Kutipan Sumber:
_ _ _

18 November 2016

Makalah Perencanaan Strategik di Era Otonomi.

PERENCANAAN STRATEGIK DI ERA OTONOMI


Dosen Pengampu:










Disusun oleh:
                               



PROGRAM PASCA SARJANA
MANAJEMEN PENDIDIKAN


2016

KATA PENGANTAR

Puji syukur kehadirat Allah SWT, shalawat salam kita haturkan kepangkuan beliau Nabi Muhammad SAW atas berkat dan rahmat dan hidayahNya kami bisa menyusun makalah ini, Terimakasih kami ucapkan kepada bapak  Dosen  yang telah membimbing kami sehingga makalah ini dapat kami selesaikan. Serta terimakasih pula kepada rekan-rekan yang telah membantu secara langsung maupun tidak langsung dalam menyelesaikan makalah ini.
Makalah bejudul “Perencanaan Strategik Di Era Otonomi” ini, kami susun dengan tujuan untuk memenuhi tugas mata kuliah Manajemen Strategik.
Kami sadar bahwa “Tiada Gading yang Tak Retak”, begitu pula dengan tugas makalah ini masih jauh dari sempurna. Maka dari itu kami mengharapkan kritik dan saran yang membangun agar makalah ini dapat mendekati sempurna.


....................,    Oktober  2016

Penyusun





DAFTAR ISI

HALAMAN JUDUL
KATA PENGANTAR ...............................................................................      i
DAFTAR ISI ...............................................................................................      ii
BAB I : PENDAHULUAN
A.      Latar Belakang .........................................................................      1
B.       Perumusan Masalah ..................................................................      1
C.       Tujuan dan Manfaat Penulisan .................................................      1
BAB II : PEMBAHASAN
A.      Pengertian Perencanaan............................................................      2
B.       Pengertian Perencanaan Strategik ............................................      4
C.       Pengertian Otonomi Dibidang Pendidikan...............................      6
BAB III : PENUTUP
Kesimpulan .....................................................................................      11
DAFTAR PUSTAKA


BAB I
PENDAHULUAN
A.      Latar Belakang
Perencanaan ialah sejumlah kegiatan yang ditentukan sebelumnya untuk dilaksanakan pada suatu periode tertentu dalam rangka mencapai tujuan yang ditetapkan.
Perencanaan strategis sebagai respon terhadap tujuan yang terlalu luas (dan sering seperti impian) dalam perencanaan komprehensif, maka para perencana, di dekade-dekade akhir Abad ke 20, meminjam pendekatan perencanaan strategis yang biasa dipakai dalam dunia usaha dan militer. Pendekatan strategis memfokuskan secara efisien pada tujuan yang spesifik, dengan meniru cara perusahaan swasta yang diterapkan pada gaya perencanaan publik, tanpa menswastakan kepemilikan publik.

_ _ _

Tantangan 1:
Terjemahkan kalimat dari makalah perencanaan strategik ini ke dalam bahasa Inggris: "Perencanaan ialah sejumlah kegiatan yang ditentukan sebelumnya untuk dilaksanakan pada suatu periode tertentu dalam rangka mencapai tujuan yang ditetapkan."
Tantangan 2:
Ambil bagian makalah perencanaan strategik mulai dari "Perencanaan strategis sebagai" sampai dengan "menswastakan kepemilikan publik." tanpa mengubah apa pun.

Data Hasil Ekstraksi:
_ _ _

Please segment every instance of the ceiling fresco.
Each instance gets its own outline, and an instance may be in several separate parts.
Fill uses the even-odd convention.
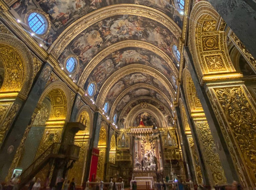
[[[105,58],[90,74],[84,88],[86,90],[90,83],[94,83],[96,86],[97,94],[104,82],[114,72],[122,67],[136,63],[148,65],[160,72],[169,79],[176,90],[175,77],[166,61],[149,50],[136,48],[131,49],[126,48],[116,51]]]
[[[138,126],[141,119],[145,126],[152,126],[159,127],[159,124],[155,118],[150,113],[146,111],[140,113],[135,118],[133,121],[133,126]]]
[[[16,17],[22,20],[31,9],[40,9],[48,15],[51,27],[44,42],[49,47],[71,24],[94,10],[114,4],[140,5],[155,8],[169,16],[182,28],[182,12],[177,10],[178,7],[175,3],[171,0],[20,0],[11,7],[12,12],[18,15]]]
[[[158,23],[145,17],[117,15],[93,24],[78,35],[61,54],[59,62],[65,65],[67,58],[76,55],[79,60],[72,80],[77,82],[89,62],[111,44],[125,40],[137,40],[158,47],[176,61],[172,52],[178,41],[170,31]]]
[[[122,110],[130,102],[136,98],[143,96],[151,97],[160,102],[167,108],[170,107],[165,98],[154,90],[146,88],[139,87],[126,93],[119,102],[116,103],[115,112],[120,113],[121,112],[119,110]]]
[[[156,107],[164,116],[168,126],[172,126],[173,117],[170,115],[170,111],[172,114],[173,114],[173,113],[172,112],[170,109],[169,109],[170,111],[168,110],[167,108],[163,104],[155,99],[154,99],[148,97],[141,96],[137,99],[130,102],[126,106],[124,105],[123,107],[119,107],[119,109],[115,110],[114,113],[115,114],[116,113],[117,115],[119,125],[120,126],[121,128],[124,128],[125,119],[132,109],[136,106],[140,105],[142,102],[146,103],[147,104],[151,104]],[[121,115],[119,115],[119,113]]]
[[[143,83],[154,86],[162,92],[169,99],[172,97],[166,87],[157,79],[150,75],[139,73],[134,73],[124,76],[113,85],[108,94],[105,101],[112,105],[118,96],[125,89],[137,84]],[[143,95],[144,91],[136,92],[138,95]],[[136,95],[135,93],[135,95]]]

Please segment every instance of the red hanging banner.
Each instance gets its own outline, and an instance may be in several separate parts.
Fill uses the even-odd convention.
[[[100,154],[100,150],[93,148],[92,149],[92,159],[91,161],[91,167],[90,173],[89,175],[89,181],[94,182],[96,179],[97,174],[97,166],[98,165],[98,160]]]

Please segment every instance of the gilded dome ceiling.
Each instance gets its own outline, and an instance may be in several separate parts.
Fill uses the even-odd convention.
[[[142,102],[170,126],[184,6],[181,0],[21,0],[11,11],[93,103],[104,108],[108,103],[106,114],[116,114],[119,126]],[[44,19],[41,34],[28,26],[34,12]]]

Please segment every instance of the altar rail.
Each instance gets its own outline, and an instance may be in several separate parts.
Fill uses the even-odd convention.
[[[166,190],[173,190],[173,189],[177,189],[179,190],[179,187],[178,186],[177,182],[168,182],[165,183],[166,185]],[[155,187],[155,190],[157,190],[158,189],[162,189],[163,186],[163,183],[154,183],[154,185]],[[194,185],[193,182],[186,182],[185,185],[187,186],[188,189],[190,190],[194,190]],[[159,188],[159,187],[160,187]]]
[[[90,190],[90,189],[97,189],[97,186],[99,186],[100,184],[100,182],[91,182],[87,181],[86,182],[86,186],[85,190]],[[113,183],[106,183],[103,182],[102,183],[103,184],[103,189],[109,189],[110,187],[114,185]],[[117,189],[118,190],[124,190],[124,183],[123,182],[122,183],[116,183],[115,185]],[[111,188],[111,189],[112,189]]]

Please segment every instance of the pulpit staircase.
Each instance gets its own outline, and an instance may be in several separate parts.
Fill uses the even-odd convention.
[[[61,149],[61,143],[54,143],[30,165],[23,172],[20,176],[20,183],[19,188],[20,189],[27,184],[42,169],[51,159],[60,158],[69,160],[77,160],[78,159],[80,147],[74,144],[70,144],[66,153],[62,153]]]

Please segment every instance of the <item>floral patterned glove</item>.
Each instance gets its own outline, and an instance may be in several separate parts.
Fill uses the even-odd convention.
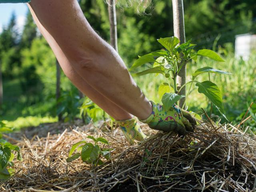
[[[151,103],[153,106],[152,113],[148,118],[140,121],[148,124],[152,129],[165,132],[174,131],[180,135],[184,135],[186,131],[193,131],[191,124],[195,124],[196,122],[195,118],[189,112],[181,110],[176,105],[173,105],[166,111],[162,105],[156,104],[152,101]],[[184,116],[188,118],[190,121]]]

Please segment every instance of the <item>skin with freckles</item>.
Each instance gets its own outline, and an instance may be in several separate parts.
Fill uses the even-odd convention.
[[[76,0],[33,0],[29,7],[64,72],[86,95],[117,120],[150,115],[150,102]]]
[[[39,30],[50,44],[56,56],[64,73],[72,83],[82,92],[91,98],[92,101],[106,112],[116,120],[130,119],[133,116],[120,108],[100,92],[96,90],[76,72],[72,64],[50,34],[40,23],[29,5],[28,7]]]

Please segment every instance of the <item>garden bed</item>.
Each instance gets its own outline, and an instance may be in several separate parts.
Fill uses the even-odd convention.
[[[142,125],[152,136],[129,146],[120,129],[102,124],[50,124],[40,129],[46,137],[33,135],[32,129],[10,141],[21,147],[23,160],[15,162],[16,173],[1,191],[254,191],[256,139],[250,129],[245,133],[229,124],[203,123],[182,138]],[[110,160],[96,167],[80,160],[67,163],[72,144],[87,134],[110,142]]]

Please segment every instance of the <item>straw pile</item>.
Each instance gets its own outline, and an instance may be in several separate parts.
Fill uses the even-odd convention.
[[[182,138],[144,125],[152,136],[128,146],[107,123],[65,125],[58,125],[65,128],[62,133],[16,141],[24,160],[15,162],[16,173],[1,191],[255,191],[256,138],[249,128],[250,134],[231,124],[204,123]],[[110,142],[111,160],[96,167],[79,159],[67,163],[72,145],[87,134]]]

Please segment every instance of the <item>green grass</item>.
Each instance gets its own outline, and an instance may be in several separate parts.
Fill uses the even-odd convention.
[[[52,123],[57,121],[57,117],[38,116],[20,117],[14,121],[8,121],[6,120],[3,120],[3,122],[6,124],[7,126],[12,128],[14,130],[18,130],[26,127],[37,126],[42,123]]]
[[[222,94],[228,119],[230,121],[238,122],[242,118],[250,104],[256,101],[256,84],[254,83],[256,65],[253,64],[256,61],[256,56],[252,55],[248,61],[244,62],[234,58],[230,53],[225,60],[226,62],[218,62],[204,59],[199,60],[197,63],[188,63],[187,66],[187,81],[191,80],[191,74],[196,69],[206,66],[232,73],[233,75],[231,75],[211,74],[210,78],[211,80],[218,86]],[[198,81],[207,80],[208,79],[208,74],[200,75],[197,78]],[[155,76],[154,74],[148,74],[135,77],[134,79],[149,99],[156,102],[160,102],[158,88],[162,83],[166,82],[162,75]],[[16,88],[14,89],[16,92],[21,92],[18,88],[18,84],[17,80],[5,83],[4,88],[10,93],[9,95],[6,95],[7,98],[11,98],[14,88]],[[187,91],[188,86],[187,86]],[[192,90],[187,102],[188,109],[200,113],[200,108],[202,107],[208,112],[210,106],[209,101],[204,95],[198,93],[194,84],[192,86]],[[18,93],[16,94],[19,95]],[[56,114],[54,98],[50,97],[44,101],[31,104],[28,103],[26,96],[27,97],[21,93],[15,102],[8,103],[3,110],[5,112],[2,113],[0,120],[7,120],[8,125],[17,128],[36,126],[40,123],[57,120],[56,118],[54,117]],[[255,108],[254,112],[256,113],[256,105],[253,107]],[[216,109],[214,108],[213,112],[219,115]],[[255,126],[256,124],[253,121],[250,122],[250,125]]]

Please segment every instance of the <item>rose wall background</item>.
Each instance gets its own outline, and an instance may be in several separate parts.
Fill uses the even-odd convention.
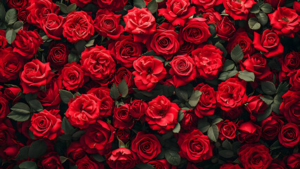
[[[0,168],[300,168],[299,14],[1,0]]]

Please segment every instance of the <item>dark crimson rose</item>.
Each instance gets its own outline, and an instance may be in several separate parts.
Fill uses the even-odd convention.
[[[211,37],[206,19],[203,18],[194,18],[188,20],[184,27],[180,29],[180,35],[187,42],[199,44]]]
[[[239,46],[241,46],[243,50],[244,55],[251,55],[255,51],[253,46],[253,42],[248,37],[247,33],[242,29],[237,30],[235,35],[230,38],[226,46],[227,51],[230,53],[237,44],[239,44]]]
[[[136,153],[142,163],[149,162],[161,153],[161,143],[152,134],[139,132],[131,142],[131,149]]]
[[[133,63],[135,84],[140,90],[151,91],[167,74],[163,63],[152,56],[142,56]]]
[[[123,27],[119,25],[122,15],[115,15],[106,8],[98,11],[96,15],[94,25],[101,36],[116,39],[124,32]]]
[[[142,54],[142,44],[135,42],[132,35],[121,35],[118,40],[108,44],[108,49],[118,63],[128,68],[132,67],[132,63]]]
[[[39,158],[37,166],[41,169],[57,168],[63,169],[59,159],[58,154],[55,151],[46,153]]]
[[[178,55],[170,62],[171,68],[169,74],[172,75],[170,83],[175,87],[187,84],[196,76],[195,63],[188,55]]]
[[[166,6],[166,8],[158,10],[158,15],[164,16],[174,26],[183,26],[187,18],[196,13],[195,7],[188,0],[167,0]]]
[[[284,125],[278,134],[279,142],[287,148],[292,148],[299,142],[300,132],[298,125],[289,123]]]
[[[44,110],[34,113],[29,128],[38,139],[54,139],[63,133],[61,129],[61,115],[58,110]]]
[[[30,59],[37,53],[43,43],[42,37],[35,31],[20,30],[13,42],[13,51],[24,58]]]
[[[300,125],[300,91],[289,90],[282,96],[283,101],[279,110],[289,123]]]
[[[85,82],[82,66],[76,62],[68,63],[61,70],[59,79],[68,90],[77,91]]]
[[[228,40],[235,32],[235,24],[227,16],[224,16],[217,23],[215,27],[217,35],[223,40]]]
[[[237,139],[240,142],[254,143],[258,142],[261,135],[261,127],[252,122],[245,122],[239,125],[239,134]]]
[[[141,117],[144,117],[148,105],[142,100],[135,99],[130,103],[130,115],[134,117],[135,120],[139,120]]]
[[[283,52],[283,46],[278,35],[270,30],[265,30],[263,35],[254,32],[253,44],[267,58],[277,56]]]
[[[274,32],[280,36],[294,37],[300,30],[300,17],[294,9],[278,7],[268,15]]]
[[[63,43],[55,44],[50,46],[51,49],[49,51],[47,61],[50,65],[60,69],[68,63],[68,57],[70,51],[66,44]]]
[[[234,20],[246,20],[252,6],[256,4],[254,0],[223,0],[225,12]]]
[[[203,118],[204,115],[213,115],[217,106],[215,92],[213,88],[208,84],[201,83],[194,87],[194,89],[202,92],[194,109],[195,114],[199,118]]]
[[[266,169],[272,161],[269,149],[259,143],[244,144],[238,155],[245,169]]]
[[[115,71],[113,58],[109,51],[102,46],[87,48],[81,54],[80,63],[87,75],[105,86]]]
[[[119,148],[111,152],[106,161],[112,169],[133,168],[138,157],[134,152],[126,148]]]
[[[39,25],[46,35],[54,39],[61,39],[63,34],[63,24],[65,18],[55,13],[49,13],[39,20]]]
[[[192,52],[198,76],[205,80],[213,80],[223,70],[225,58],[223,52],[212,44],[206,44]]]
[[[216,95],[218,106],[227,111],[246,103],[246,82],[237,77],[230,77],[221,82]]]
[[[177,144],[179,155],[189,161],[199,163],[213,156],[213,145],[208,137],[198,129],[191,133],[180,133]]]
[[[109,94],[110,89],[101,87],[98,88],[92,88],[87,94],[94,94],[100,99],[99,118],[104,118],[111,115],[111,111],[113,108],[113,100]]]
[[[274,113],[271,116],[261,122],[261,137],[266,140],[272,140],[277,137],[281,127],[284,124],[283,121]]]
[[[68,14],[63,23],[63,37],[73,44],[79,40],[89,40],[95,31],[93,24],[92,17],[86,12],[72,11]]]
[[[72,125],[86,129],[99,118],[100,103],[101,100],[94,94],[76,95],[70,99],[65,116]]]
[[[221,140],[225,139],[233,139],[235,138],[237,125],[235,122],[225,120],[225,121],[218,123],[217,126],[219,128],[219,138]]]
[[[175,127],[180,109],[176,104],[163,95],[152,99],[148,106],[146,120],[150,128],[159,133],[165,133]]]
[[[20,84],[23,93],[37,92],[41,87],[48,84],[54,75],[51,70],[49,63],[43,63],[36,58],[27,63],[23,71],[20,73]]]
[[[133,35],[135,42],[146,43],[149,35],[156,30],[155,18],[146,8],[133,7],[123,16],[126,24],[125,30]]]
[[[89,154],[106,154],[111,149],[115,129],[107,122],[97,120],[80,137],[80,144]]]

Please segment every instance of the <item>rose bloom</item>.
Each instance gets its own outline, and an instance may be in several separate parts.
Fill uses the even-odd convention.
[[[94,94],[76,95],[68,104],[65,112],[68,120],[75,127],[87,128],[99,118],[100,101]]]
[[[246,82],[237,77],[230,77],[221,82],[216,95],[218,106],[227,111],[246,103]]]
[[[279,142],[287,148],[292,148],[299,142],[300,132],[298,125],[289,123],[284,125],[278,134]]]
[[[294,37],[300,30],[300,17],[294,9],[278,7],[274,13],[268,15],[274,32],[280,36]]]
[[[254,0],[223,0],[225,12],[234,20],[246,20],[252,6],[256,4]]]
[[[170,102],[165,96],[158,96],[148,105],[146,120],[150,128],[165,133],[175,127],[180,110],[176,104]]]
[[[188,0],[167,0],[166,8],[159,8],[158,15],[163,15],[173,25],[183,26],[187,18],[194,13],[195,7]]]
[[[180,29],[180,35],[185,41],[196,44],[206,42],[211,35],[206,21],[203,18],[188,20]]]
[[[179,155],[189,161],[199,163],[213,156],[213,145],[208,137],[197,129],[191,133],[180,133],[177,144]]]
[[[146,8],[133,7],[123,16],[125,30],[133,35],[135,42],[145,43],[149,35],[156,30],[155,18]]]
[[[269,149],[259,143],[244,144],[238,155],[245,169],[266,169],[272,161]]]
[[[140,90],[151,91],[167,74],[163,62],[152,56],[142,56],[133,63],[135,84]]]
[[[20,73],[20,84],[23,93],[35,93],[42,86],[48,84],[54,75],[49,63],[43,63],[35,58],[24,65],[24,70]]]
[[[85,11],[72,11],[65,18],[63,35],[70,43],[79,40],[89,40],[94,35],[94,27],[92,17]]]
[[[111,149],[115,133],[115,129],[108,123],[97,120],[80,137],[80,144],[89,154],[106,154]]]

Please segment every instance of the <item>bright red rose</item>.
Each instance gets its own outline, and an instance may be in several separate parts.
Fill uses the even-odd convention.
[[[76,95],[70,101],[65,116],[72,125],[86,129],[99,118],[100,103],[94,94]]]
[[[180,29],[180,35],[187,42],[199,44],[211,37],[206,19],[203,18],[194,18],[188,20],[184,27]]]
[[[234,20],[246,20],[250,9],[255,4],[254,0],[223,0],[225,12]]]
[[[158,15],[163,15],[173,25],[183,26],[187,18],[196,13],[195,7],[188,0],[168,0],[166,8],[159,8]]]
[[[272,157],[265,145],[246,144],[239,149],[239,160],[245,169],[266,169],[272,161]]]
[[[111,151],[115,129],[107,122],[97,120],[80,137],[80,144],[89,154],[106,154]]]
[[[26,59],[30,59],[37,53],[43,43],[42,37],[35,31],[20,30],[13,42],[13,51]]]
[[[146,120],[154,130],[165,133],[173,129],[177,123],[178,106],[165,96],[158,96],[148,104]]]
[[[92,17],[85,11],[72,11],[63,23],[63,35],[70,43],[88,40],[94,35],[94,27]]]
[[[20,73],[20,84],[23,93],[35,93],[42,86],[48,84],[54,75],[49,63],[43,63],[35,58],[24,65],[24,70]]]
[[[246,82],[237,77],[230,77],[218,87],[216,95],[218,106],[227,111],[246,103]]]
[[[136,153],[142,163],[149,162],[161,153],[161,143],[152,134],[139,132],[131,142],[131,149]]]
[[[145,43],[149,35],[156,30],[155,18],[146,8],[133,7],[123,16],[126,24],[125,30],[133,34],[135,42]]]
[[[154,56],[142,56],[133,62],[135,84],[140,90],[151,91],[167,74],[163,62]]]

_ _ _

Jawaban Tertulis 1:
Planning is a set of activities determined in advance to be carried out within a certain period in order to achieve the goals that have been set.

Jawaban Tertulis 2:
Perencanaan strategis sebagai respon terhadap tujuan yang terlalu luas (dan sering seperti impian) dalam perencanaan komprehensif, maka para perencana, di dekade-dekade akhir Abad ke 20, meminjam pendekatan perencanaan strategis yang biasa dipakai dalam dunia usaha dan militer. Pendekatan strategis memfokuskan secara efisien pada tujuan yang spesifik, dengan meniru cara perusahaan swasta yang diterapkan pada gaya perencanaan publik, tanpa menswastakan kepemilikan publik.